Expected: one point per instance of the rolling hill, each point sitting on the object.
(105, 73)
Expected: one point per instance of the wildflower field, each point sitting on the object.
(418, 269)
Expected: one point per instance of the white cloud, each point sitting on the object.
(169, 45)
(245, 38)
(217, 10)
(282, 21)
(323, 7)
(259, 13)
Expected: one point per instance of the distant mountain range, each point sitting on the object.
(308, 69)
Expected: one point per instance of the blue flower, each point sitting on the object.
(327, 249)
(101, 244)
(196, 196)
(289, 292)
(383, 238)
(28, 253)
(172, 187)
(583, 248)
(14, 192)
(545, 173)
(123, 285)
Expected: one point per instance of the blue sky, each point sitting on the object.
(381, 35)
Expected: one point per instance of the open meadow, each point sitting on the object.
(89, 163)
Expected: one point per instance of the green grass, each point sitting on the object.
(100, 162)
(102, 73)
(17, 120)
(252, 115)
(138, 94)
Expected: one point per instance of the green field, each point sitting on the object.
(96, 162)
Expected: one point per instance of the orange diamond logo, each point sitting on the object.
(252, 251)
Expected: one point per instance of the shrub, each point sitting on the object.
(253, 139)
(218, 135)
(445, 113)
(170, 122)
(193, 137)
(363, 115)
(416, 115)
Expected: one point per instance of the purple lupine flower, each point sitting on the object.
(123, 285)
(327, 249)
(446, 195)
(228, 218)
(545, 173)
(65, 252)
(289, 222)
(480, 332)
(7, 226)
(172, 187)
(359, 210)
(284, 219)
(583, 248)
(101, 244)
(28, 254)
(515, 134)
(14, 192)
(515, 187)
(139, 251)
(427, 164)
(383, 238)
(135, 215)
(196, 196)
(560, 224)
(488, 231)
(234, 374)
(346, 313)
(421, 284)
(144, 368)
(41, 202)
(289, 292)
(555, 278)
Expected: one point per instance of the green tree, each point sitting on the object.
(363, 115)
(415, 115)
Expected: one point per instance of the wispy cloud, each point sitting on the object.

# # #

Write the material out again in full, leaving no line out.

Expected: one point per instance of the rolling hill, each point sitting on the object.
(105, 73)
Expected: one point per instance of the wildflower field, each point sitting on the object.
(418, 269)
Expected: one point per instance of the white cloud, each point sitting on the object.
(169, 45)
(245, 38)
(217, 10)
(282, 21)
(323, 7)
(259, 13)
Expected: one point per instance of the distant mountain range, each point sitting on the object.
(308, 69)
Expected: one point per instance of the blue flower, each point sitting on the object.
(327, 249)
(101, 244)
(196, 196)
(289, 292)
(383, 238)
(28, 253)
(172, 187)
(583, 248)
(14, 192)
(545, 173)
(123, 285)
Expected: one point per instance of the blue sky, each point sitting on the object.
(381, 35)
Expected: one point per instance of the open meadow, each point sitting on the object.
(89, 163)
Expected: one point per instance of the green grass, each point sitting on the object.
(100, 162)
(102, 73)
(17, 120)
(252, 115)
(138, 94)
Expected: one point per instance of the green field, each point sitting on the object.
(96, 162)
Expected: one point per instance of the orange diamond logo, each point sitting on the object.
(252, 251)
Expected: one point per instance of the shrub, each point sitting on the object.
(253, 139)
(218, 135)
(445, 113)
(170, 122)
(193, 137)
(363, 115)
(416, 115)
Expected: one point per instance of the purple lupine flower, each point sitting on the object.
(123, 285)
(327, 249)
(446, 195)
(228, 218)
(545, 173)
(65, 252)
(289, 222)
(480, 332)
(7, 226)
(172, 187)
(359, 210)
(284, 219)
(583, 248)
(101, 244)
(28, 254)
(515, 134)
(14, 192)
(515, 187)
(139, 251)
(427, 164)
(383, 238)
(135, 215)
(196, 196)
(560, 224)
(488, 231)
(234, 374)
(346, 313)
(421, 284)
(144, 368)
(41, 202)
(289, 292)
(555, 278)
Expected: one point per instance of the green tree, each point sitting on the object.
(363, 115)
(415, 115)
Expected: one point per instance of the wispy cloud, each point sitting on the object.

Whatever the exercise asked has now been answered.